━━━ Given passage

Traditional book publishers have not been the only ones taking up comics - gaming and media companies have acquired the rights to comics, comics brands previously published in print. For more and different sectors, comics increasingly have become an attractive option especially for their multimedia appeal. However, what they do with the comics is a mixture of the same, for instance being print-led as described in the above comment, and different, for example through conversion to digital interactive versions as well as providing apps with more functionality than the ebook format.

It's How You Read Them

Comics formatted especially for reading on apps, such as 2000 AD, ComiXology, and Marvel Unlimited, can be variable in the types of reading experiences they offer to readers. While some have retained the ‘multi-panel display’ experience of reading a print comic book, others have gone beyond the ‘reads like a book’ experience. ComiXology, a digital distribution platform for comics owned by Amazon, pioneered the “guided view” technology now used by the likes of Marvel and DC, where readers view one panel at a time. Some of the comics readers I have interviewed refer to this reading experience as ‘the cinematic experience’. Readers page through the comic one panel or scene at a time, yes, as if watching it on film or TV.

━━━━━━

▸ **What is asked**:
**a.** In the passage on digital comics, which platform pioneered the "guided view" technology?
**b.** Say whether each statement agrees with the passage on digital comics, answering yes or no and quoting the passage's deciding words: (i) ComiXology is owned by Amazon. (ii) In guided view, readers see a whole page of panels at once. (iii) Only traditional book publishers have taken up comics.

━━━ Data entries

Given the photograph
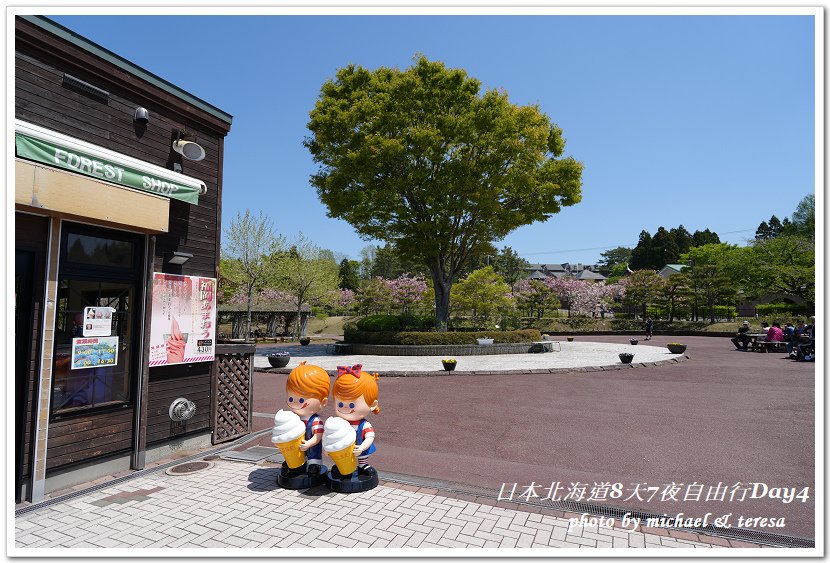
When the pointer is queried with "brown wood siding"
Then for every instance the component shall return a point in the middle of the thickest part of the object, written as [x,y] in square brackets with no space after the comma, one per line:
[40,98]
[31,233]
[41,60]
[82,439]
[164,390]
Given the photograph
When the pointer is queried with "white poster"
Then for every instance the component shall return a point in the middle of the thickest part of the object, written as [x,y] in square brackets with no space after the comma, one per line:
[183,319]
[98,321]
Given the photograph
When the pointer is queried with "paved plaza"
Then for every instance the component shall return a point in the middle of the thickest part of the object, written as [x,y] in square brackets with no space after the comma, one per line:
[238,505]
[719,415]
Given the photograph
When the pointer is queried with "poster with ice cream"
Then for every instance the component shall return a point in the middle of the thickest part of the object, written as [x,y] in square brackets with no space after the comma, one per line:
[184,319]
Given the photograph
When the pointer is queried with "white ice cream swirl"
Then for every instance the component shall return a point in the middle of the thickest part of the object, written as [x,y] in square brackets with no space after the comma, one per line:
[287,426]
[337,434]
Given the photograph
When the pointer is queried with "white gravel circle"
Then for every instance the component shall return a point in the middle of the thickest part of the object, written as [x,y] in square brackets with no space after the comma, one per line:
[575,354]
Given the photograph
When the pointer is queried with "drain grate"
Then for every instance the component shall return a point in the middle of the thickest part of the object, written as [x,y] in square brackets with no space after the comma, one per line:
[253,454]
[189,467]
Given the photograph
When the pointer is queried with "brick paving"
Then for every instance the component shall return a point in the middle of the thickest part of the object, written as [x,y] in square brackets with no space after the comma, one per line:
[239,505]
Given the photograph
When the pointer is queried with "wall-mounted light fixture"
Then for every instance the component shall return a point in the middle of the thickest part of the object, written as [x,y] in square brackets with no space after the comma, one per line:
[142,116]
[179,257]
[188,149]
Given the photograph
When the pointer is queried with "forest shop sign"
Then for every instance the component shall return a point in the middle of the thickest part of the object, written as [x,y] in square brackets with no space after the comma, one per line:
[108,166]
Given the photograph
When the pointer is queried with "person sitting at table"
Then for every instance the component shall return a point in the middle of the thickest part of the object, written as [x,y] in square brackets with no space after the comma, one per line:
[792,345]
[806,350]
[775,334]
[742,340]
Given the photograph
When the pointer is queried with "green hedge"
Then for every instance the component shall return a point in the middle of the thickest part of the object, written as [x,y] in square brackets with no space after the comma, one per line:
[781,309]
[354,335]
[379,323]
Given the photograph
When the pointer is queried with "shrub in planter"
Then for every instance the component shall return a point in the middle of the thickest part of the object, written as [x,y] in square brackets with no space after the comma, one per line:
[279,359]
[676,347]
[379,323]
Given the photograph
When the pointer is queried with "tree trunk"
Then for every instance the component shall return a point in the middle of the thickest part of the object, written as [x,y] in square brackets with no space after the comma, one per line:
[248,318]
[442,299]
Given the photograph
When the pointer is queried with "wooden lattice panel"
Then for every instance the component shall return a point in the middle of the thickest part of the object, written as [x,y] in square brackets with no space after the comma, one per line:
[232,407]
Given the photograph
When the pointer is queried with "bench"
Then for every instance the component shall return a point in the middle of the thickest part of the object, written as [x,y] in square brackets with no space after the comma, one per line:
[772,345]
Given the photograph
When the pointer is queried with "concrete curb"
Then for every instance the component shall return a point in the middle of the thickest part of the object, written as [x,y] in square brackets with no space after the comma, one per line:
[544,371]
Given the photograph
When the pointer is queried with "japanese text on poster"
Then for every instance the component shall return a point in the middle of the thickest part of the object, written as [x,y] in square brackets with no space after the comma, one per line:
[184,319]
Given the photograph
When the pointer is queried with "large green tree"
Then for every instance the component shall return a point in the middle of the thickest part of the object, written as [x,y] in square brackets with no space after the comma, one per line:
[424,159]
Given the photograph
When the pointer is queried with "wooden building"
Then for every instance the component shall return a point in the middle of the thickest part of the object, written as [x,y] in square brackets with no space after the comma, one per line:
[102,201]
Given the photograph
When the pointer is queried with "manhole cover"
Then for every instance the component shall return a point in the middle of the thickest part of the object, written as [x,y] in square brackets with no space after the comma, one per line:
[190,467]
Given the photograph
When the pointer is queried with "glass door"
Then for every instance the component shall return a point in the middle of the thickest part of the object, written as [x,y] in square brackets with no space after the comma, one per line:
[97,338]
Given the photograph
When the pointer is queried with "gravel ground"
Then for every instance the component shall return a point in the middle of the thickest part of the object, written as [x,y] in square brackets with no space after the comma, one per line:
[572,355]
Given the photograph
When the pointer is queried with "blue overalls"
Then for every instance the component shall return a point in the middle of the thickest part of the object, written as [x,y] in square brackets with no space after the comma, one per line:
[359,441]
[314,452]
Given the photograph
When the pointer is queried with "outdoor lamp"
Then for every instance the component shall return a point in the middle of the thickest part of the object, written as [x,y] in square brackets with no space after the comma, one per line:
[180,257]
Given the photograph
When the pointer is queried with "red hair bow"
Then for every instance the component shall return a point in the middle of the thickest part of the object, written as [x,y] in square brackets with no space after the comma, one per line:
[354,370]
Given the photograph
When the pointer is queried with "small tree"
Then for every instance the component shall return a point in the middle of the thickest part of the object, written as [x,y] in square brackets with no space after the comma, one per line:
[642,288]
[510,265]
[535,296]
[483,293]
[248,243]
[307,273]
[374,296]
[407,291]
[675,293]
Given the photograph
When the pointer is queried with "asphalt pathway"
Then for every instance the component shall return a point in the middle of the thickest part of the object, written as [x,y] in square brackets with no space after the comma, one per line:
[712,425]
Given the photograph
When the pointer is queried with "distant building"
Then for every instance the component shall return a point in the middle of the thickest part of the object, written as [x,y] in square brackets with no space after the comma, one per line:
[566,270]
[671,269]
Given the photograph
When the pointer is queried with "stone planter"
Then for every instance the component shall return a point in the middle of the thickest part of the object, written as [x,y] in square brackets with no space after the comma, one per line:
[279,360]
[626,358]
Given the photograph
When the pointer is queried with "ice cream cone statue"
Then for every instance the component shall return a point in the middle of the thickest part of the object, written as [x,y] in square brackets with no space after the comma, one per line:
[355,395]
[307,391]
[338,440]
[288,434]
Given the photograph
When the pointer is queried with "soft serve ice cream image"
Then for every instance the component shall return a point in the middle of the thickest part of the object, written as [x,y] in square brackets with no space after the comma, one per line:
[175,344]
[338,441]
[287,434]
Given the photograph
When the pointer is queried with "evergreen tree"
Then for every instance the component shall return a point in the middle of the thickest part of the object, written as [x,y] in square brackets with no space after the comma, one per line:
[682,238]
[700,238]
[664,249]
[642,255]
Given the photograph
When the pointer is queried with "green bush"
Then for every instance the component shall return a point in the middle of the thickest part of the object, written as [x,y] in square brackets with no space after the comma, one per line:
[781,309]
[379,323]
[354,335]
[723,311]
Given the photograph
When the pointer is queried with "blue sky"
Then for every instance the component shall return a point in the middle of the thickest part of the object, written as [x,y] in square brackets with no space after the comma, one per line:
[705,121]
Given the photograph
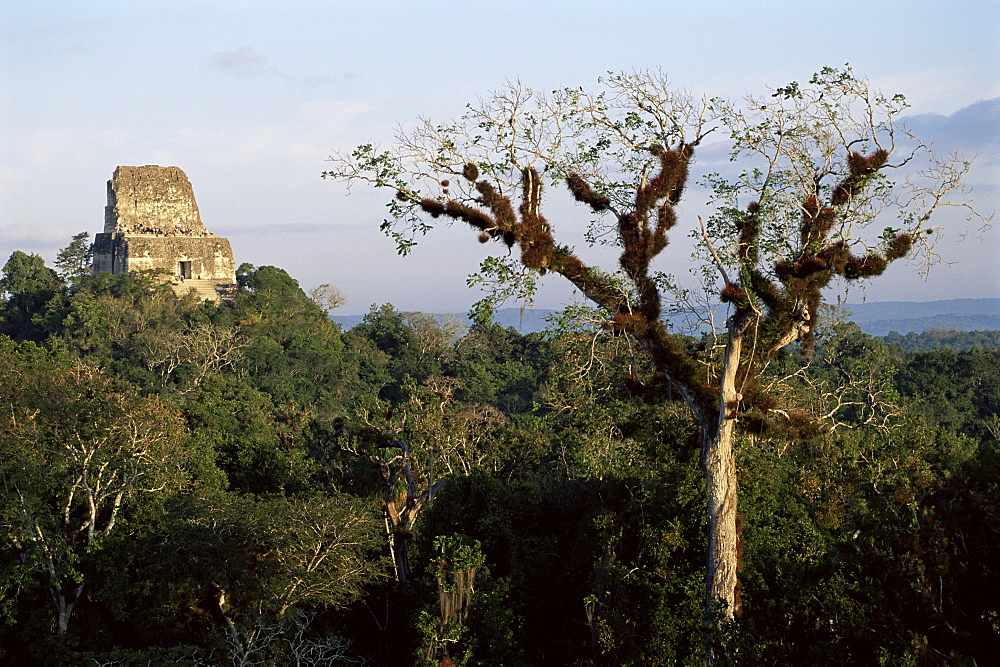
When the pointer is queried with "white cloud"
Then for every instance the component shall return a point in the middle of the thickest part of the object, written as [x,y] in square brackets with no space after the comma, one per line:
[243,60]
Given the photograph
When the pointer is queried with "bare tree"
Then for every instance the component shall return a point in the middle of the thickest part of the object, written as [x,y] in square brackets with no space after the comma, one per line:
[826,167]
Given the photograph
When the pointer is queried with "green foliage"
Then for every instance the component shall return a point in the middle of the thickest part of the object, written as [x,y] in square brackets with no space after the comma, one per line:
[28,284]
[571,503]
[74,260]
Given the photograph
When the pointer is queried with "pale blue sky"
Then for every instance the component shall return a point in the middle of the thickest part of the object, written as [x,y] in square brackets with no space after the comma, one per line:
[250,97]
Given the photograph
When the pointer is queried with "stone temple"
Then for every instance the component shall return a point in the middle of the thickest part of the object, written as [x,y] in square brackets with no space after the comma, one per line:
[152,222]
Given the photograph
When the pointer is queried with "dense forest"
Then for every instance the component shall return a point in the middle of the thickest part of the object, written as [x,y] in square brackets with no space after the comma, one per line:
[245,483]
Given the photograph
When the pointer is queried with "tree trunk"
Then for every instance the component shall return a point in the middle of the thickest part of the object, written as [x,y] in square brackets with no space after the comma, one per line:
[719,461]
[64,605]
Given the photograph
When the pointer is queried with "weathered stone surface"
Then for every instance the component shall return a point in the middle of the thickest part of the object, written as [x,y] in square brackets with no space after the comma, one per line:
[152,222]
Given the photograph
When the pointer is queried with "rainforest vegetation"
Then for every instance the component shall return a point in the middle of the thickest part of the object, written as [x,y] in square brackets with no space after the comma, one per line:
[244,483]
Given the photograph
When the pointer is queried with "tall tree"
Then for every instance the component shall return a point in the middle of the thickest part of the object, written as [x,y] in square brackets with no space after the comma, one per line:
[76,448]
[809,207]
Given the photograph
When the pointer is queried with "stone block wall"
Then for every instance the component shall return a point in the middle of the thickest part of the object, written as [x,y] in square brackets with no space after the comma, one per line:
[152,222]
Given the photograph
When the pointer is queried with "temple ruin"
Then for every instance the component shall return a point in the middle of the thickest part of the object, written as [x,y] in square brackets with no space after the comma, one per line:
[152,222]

━━━━━━

▸ **Responses in order**:
**a.** ComiXology pioneered it.

**b.**
(i) Yes: "ComiXology, a digital distribution platform for comics owned by Amazon"
(ii) No: "where readers view one panel at a time"
(iii) No: "Traditional book publishers have not been the only ones taking up comics"